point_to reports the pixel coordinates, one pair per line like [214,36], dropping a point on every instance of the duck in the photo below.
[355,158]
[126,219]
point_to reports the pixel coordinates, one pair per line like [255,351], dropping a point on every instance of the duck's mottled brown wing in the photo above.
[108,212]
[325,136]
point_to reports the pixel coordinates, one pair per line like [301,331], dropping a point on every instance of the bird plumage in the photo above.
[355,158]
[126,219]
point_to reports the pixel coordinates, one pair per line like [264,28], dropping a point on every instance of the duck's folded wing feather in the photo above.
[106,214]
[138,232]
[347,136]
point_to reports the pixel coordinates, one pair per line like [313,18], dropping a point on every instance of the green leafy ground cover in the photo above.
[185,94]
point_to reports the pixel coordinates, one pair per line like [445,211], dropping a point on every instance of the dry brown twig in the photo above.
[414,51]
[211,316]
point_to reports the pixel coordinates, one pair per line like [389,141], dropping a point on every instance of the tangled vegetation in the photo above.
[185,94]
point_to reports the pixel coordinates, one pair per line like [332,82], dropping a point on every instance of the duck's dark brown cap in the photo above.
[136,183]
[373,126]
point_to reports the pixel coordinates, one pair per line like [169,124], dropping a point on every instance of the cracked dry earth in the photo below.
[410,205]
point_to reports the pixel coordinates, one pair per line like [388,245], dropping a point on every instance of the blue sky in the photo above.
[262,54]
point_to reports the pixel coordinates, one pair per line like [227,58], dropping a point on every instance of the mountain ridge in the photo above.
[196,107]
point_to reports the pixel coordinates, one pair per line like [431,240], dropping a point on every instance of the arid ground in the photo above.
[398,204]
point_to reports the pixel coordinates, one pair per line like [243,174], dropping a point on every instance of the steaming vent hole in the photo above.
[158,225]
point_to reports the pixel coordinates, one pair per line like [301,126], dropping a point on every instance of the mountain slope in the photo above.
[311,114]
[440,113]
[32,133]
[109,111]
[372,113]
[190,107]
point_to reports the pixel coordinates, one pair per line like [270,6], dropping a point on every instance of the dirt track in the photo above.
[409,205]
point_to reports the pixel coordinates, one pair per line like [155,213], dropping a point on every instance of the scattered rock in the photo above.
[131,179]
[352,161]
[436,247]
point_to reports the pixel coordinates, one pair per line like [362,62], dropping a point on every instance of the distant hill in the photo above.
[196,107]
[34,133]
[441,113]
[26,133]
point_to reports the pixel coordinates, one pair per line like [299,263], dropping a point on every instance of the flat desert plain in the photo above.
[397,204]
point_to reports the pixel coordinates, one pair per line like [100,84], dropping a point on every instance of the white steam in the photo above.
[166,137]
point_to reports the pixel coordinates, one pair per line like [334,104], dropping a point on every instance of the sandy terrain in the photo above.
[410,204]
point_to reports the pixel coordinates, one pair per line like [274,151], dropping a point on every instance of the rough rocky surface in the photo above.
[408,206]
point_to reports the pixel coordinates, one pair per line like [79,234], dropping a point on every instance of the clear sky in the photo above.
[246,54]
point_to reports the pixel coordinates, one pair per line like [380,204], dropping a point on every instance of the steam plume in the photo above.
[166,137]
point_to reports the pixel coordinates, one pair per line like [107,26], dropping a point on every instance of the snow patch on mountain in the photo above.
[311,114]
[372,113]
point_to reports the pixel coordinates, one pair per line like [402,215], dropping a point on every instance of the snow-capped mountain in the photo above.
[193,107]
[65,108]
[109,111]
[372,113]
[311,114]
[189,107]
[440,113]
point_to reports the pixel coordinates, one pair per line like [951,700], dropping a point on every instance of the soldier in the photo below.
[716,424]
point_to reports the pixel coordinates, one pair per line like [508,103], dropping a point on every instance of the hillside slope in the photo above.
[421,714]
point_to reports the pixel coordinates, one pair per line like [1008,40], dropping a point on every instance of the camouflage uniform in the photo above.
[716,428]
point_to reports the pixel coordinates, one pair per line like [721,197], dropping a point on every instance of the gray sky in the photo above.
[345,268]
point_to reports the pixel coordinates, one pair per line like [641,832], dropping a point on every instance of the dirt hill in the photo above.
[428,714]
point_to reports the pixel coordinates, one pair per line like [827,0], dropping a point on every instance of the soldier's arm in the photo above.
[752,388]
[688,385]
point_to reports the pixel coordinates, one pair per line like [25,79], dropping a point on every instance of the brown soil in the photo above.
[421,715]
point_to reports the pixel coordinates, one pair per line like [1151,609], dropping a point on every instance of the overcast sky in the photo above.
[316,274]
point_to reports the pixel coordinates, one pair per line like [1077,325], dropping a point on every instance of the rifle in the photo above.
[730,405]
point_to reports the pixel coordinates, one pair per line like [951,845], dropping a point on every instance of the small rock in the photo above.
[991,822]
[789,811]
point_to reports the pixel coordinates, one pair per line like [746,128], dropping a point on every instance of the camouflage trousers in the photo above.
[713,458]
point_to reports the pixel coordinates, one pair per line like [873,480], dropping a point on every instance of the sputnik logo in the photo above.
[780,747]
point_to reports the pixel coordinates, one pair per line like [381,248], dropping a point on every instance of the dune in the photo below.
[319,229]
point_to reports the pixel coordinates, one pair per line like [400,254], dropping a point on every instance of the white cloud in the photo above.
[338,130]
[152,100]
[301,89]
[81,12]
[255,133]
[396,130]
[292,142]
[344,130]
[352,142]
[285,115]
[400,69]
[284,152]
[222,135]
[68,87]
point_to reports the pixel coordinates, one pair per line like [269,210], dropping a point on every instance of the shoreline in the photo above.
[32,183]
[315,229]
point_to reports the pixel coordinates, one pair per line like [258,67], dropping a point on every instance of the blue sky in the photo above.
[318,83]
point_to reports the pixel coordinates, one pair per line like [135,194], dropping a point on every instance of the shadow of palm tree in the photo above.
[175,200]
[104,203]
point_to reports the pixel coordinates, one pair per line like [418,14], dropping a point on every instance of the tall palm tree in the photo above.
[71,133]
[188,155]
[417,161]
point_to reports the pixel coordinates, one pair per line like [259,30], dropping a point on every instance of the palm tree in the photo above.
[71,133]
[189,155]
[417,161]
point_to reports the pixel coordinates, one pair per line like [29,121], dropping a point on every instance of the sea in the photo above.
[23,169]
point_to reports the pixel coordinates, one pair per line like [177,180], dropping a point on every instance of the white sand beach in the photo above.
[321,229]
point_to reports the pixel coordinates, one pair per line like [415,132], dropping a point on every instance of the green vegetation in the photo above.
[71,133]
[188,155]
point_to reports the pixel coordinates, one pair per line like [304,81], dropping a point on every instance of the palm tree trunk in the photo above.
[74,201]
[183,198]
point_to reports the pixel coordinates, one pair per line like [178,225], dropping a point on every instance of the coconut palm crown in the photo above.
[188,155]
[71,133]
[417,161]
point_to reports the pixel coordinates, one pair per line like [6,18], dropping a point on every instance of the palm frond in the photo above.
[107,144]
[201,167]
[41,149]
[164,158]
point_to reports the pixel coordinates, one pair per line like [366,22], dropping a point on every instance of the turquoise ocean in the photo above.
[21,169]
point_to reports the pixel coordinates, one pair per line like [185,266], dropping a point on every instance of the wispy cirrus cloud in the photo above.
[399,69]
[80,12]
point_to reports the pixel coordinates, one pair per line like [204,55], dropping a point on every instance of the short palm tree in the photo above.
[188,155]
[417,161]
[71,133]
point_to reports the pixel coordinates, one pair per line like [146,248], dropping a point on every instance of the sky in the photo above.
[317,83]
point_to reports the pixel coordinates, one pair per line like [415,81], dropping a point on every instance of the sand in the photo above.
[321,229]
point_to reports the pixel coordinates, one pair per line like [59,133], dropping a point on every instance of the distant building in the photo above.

Aim: Copy each line of the data exactly, leaving nothing out.

Response:
point_to reports the pixel coordinates, one pair per line like [214,36], dropping a point on every instance of the duck in the photo below.
[355,158]
[126,219]
point_to reports the pixel coordinates, one pair per line like [255,351], dropping a point on every instance of the duck's mottled brown wing in the photo above.
[108,212]
[325,136]
point_to reports the pixel coordinates, one pair per line like [301,331], dropping a point on every instance of the bird plumage in the photo above.
[355,158]
[126,219]
point_to reports the pixel coordinates, one pair per line like [264,28], dropping a point on every instance of the duck's folded wing feather in the photo above.
[106,214]
[138,232]
[347,136]
point_to reports the pixel coordinates, one pair per line like [313,18], dropping a point on every instance of the green leafy ground cover in the photo above.
[185,94]
point_to reports the pixel coordinates, one pair per line like [445,211], dropping a point on every instance of the dry brown twig in the photo above.
[414,51]
[211,316]
point_to reports the pixel coordinates, one pair per line like [389,141], dropping a point on every instance of the tangled vegetation in the photo above.
[185,94]
point_to reports the pixel coordinates, one pair per line like [332,82], dropping a point on every instance of the duck's dark brown cap in the photo above.
[136,183]
[373,126]
point_to reports the pixel coordinates, one pair per line like [169,124], dropping a point on every instance of the cracked dry earth in the photo below.
[410,205]
point_to reports the pixel coordinates, one pair per line like [388,245], dropping a point on every instance of the blue sky in the photo above.
[262,54]
point_to reports the pixel coordinates, one pair per line like [227,58], dropping a point on every instance of the mountain ridge in the photo above.
[196,107]
point_to reports the pixel coordinates, one pair per line like [431,240], dropping a point on every instance of the arid ground in the photo above.
[398,204]
point_to reports the pixel coordinates, one pair per line like [243,174], dropping a point on every instance of the steaming vent hole in the photo above.
[158,225]
point_to reports the pixel coordinates, one pair per line like [301,126], dropping a point on every instance of the mountain slope in the photo above.
[311,114]
[440,113]
[32,133]
[109,111]
[372,113]
[190,107]
point_to reports the pixel coordinates, one pair per line like [270,6], dropping a point on every instance of the dirt track in the photo above.
[409,205]
point_to reports the pixel coordinates, one pair per line like [155,213], dropping a point on every instance of the scattered rock in the photo above.
[131,179]
[352,161]
[436,247]
point_to reports the pixel coordinates, one pair per line like [362,62], dropping a point on every instance of the distant hill in the photo above.
[196,107]
[34,133]
[441,113]
[26,133]
point_to reports the pixel coordinates, one pair per line like [299,263], dropping a point on every instance of the flat desert plain in the photo above.
[397,204]
point_to reports the pixel coordinates, one pair per line like [100,84], dropping a point on every instance of the white steam in the photo above.
[166,137]
point_to reports the pixel coordinates, one pair per line like [334,104], dropping a point on every instance of the sandy terrain in the photo above.
[410,204]
point_to reports the pixel coordinates, one pair per line like [274,151], dropping a point on every instance of the rough rocky surface in the photo above.
[408,206]
point_to reports the pixel coordinates, one pair per line like [79,234], dropping a point on every instance of the clear sky in the photo above.
[246,54]
point_to reports the pixel coordinates, one pair per line like [380,204], dropping a point on every instance of the steam plume in the photo above.
[166,137]
point_to reports the pixel coordinates, one pair per line like [107,26], dropping a point on every instance of the snow patch on mountain in the photo above.
[311,114]
[372,113]
point_to reports the pixel coordinates, one pair per line like [402,215], dropping a point on every instance of the snow-capped mountain in the photo above.
[193,107]
[65,108]
[109,111]
[372,113]
[311,114]
[189,107]
[440,113]
point_to reports the pixel coordinates, one pair per line like [951,700], dropping a point on every instance of the soldier in the photo below.
[716,424]
point_to reports the pixel coordinates, one pair per line like [508,103], dropping a point on every instance of the hillside slope in the photo above.
[421,714]
point_to reports the pixel coordinates, one pair per line like [1008,40], dropping a point on every instance of the camouflage uniform in the photo above.
[716,428]
point_to reports the pixel coordinates, one pair per line like [721,197], dropping a point on every instance of the gray sky in the photo above.
[345,268]
point_to reports the pixel coordinates, one pair per line like [641,832], dropping a point on every instance of the dirt hill in the photo above.
[428,714]
point_to reports the pixel coordinates, one pair per line like [827,0], dropping a point on every instance of the soldier's arm in the photo above.
[752,388]
[688,385]
point_to reports the pixel coordinates, one pair per line like [25,79], dropping a point on every instance of the brown soil in the photo above.
[421,715]
point_to reports the pixel coordinates, one pair per line like [1151,609], dropping a point on every instance of the overcast sky in the photo above.
[316,274]
point_to reports the pixel coordinates, one pair per line like [1077,325], dropping a point on every instance of the rifle in the photo above.
[730,405]
point_to reports the pixel coordinates, one pair per line like [951,845], dropping a point on every instance of the small rock in the photo above.
[991,822]
[789,811]
point_to reports the pixel coordinates, one pair per line like [746,128], dropping a point on every instance of the camouflage trousers in the photo above.
[713,458]
point_to reports the pixel coordinates, one pair per line like [873,480], dropping a point on every instance of the sputnik logo in the photo above.
[780,747]
point_to reports the pixel coordinates, one pair per line like [381,248], dropping a point on every instance of the dune in the photo below.
[319,229]
point_to reports the pixel coordinates, one pair per line like [400,254], dropping a point on every instance of the white cloud in the photo above.
[338,130]
[152,100]
[301,89]
[81,12]
[255,133]
[396,130]
[292,142]
[344,130]
[352,142]
[285,115]
[400,69]
[284,152]
[222,135]
[68,87]
point_to reports the pixel coordinates, one pair per line like [269,210], dropping a point on every instance of the shoreline in the photo above.
[32,183]
[315,229]
point_to reports the pixel coordinates, one pair per line like [258,67], dropping a point on every instance of the blue sky in the photo above.
[318,83]
point_to reports the pixel coordinates, one pair per line like [135,194], dropping a point on every instance of the shadow of palm tree in the photo above.
[175,200]
[104,203]
point_to reports the pixel coordinates, one pair per line like [418,14], dropping a point on every instance of the tall palm tree in the photo above.
[71,133]
[188,155]
[417,161]
point_to reports the pixel coordinates, one pair per line like [259,30], dropping a point on every instance of the palm tree in the photo above.
[71,133]
[189,155]
[417,161]
point_to reports the pixel coordinates, one pair per line like [29,121], dropping a point on every instance of the sea in the photo above.
[23,169]
point_to reports the pixel coordinates, one pair per line like [177,180], dropping a point on every instance of the white sand beach in the photo above.
[321,229]
point_to reports the pixel coordinates, one pair per line like [415,132], dropping a point on every instance of the green vegetation in the photo above.
[71,133]
[188,155]
point_to reports the pixel coordinates, one pair per line like [304,81], dropping a point on every instance of the palm tree trunk in the photo above.
[74,201]
[183,198]
point_to reports the pixel coordinates, one pair per line like [178,225], dropping a point on every instance of the coconut palm crown in the photo above.
[188,155]
[71,133]
[417,161]
point_to reports the pixel coordinates, one pair per line like [6,18], dropping a point on every instance of the palm frond in the photo above.
[107,144]
[201,167]
[41,149]
[164,158]
point_to reports the pixel coordinates, one pair per line like [366,22], dropping a point on every instance of the turquoise ocean in the photo above.
[21,169]
point_to reports the pixel coordinates, one pair per line like [185,266], dropping a point on every instance of the wispy cirrus cloud in the photo above.
[399,69]
[80,12]
point_to reports the pixel coordinates, one pair per line like [204,55], dropping a point on every instance of the short palm tree in the photo above.
[188,155]
[417,161]
[71,133]
point_to reports the pixel coordinates, one pair per line like [146,248], dropping a point on every instance of the sky in the photo above.
[317,83]
point_to reports the pixel coordinates, one pair per line like [415,81], dropping a point on every instance of the sand in the photo above.
[321,229]
point_to reports the pixel coordinates, one pair per line like [59,133], dropping a point on every instance of the distant building in the photo above.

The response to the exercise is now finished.